- **WORK INSTRUCTION**:
An exact copy of all entries is the expected answer.

- **EXERCISE INPUT**:
= = = = = = =
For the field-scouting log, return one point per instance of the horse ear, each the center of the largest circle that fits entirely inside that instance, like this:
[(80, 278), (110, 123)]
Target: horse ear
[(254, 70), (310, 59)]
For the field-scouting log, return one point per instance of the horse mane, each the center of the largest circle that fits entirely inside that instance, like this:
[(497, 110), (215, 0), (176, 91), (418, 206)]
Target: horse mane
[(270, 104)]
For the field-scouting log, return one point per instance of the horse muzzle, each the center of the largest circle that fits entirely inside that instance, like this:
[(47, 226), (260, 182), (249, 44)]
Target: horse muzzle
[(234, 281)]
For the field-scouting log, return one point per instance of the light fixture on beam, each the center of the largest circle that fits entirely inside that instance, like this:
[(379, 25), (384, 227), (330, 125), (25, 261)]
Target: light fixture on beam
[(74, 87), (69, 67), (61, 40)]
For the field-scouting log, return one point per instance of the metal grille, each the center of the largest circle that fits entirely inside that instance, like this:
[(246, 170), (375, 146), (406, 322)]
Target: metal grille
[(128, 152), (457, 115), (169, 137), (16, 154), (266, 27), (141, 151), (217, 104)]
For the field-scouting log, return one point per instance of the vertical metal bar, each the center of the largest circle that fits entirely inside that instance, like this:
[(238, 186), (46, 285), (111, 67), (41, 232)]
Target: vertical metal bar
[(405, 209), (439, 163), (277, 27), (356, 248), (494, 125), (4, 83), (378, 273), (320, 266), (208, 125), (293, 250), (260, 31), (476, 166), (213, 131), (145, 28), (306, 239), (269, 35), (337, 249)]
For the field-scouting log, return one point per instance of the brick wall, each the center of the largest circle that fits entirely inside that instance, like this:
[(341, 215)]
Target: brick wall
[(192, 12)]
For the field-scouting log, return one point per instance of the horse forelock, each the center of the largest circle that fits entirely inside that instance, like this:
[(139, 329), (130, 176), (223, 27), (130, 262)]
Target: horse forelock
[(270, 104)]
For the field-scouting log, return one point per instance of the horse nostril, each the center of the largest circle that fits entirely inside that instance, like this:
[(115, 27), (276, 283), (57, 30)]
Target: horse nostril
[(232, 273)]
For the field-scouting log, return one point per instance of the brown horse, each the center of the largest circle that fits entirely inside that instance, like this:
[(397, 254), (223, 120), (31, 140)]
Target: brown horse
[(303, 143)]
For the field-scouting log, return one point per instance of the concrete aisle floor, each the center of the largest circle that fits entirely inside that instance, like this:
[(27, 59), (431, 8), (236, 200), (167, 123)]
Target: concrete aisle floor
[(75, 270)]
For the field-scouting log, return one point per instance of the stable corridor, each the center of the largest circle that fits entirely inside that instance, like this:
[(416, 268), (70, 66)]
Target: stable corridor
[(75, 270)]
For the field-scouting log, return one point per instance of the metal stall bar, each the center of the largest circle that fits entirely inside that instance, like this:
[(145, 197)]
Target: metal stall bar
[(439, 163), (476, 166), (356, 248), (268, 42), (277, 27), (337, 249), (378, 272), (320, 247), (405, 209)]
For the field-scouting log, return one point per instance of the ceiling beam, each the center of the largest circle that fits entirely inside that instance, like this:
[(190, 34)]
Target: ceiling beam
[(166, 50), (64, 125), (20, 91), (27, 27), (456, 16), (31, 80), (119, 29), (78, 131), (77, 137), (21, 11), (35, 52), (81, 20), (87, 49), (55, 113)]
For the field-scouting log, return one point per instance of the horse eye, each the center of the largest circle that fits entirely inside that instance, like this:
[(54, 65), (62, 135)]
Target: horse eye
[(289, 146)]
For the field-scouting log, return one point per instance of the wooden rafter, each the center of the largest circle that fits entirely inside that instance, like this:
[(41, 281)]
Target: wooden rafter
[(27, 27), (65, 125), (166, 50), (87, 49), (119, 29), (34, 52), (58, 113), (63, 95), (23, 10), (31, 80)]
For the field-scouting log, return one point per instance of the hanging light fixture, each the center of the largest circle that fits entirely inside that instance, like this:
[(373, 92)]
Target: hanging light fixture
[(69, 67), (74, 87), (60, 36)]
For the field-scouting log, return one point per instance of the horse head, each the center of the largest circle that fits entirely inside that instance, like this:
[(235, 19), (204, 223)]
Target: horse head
= = = = = = =
- **SOLUTION BELOW**:
For the field-scouting log, return one point per instance of the horse ear, each the center of the largest circle that fits entirely inside that instance, like this:
[(80, 278), (110, 123)]
Target: horse ear
[(254, 70), (310, 59)]
For the field-scouting log, return one point per instance of the horse mane, each the center of the largest circle that fits entirely inside that instance, like this:
[(497, 110), (215, 0), (176, 91), (418, 206)]
Target: horse mane
[(270, 104)]
For the field-scouting log, return one point per instance of the horse muzzle, each the center of the largest circle that fits entirely inside that instance, like this:
[(47, 226), (260, 182), (249, 44)]
Target: horse muzzle
[(234, 281)]
For the field-scouting log, return one point per instance of the light fixture on beam, each the center of the largest circle that fits entirely inside that instance, like this:
[(379, 25), (384, 227), (330, 125), (25, 261)]
Target: light fixture on beam
[(74, 87), (69, 67), (61, 40)]
For the field-scouting log, return one point per instance of the metal grille, each the center of the largest circle that fits entirely inside that instance, like this:
[(246, 170), (375, 146), (406, 322)]
Target: metal grille
[(128, 152), (457, 115), (169, 137), (16, 154), (266, 27), (141, 151), (217, 104)]
For the field-scouting log, return one point per instance of the vertical metal bar, each the center of the largest circle that fits entirely inside that instance, like this:
[(238, 186), (46, 285), (111, 67), (41, 232)]
Target: vertical metal bar
[(405, 209), (439, 163), (277, 27), (356, 248), (494, 125), (4, 83), (378, 273), (320, 266), (208, 125), (293, 250), (260, 31), (476, 166), (213, 131), (145, 28), (306, 239), (269, 35), (337, 249)]
For the field-scouting log, return one point per instance of the brick wall, each the center of the largest circle that fits entirely inside that instance, like this:
[(341, 215)]
Target: brick wall
[(192, 12)]
For the field-scouting log, return one point per instance of the horse forelock, each the center of the largest circle that fits entirely inside that instance, like this:
[(139, 329), (130, 176), (223, 27), (130, 262)]
Target: horse forelock
[(270, 104)]
For the field-scouting log, return one point per instance of the horse nostril, each the center of the largest circle that fits entirely inside that instance, like this:
[(115, 27), (276, 283), (57, 30)]
Target: horse nostril
[(232, 273)]
For the field-scouting log, return one point per instance of the brown horse, each the center of the largest circle that fits entirely inside that instance, like this:
[(397, 254), (223, 120), (31, 140)]
Target: brown horse
[(303, 143)]
For the field-scouting log, return one point per instance of the concrete aisle floor, each the center of the largest circle that fits entirely inside that instance, like this:
[(27, 59), (431, 8), (236, 200), (167, 123)]
Target: concrete aisle floor
[(75, 270)]
For the field-scouting log, return one point per instance of the stable corridor, each the center of the largest circle that fits entirely inside that instance, like this:
[(416, 268), (70, 66)]
Target: stable corridor
[(75, 270)]
For the field-scouting log, return one point per instance of the metal stall bar, each the center of the largest circle that fits entirely inside that instance, like this:
[(145, 197)]
Target: metal stall bar
[(439, 163), (476, 166), (356, 248), (268, 42), (277, 27), (337, 249), (378, 272), (320, 247), (405, 209)]
For the field-scouting log, return one point per instance of the ceiling beam, each the center of the largest circle that fits entirely inside that instance, like this:
[(190, 34)]
Target: ceiling beam
[(166, 50), (64, 125), (20, 91), (27, 27), (456, 16), (31, 80), (119, 29), (78, 131), (77, 137), (21, 11), (35, 52), (81, 20), (87, 49), (55, 113)]
For the field-scouting log, return one point per instance of the horse eye, each the center of the largest circle that fits entirely inside that instance, like this:
[(54, 65), (62, 135)]
Target: horse eye
[(289, 146)]
For the field-scouting log, return one point per instance of the wooden rafter, each the center of the largest circle that fits entirely inside that instance, like this:
[(41, 281)]
Target: wooden rafter
[(27, 27), (65, 125), (166, 50), (87, 49), (119, 29), (34, 52), (58, 113), (63, 95), (23, 10), (31, 80)]
For the field-scouting log, return one point per instance of the hanging light fixture, each the center of the largest circle that fits entirely inside that instance, like this:
[(373, 92)]
Target: hanging light fixture
[(69, 67), (74, 87), (60, 36)]
For the field-scouting log, return one point per instance of the horse head, each the center of the largest circle that fits entirely inside that instance, like this:
[(235, 19), (204, 223)]
Target: horse head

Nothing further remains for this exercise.